── Source extract ──
Martin Fowler 1999 defines refactoring in two ways---in the noun form, and the verb form:
- Refactoring (noun): a change made to the internal structure of software to make it easier to understand and cheaper to modify without changing its observable behaviour.
- Refactoring (verb): to restructure software by applying a series of refactorings without changing its observable behaviour.
Both of these definitions carry a common line: "without changing its observable behaviour". Refactoring is the process of restructuring code to make it easier to use, cleaner to work with, and removing Code smells. An alternative definition is "Extending a program to make it more extensible".
Refactoring is a big deal. It overturns the older culture of If it ain't broke don't fix it by allowing developers to change code to meet their own needs, rather than for fixing bugs or adding features. It is an integral part of Agile methods, expecially Test Driven Development.
───
── Data block ──
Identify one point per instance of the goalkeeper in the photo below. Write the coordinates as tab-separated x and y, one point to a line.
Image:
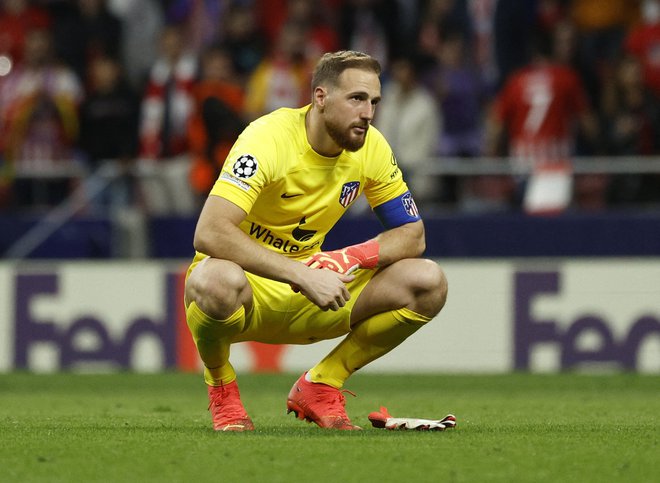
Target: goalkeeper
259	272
───
[Tasks to perform]
[A] Please copy the refactoring text between "Both of these" and "Test Driven Development.", inclusive.
[B] In the refactoring text, the sentence beginning "Refactoring is the process of restructuring code" names aims of restructuring code. List every one.

[Expected answers]
[A]
Both of these definitions carry a common line: "without changing its observable behaviour". Refactoring is the process of restructuring code to make it easier to use, cleaner to work with, and removing Code smells. An alternative definition is "Extending a program to make it more extensible".
Refactoring is a big deal. It overturns the older culture of If it ain't broke don't fix it by allowing developers to change code to meet their own needs, rather than for fixing bugs or adding features. It is an integral part of Agile methods, expecially Test Driven Development.

[B]
- Making it easier to use
- Making it cleaner to work with
- Removing Code smells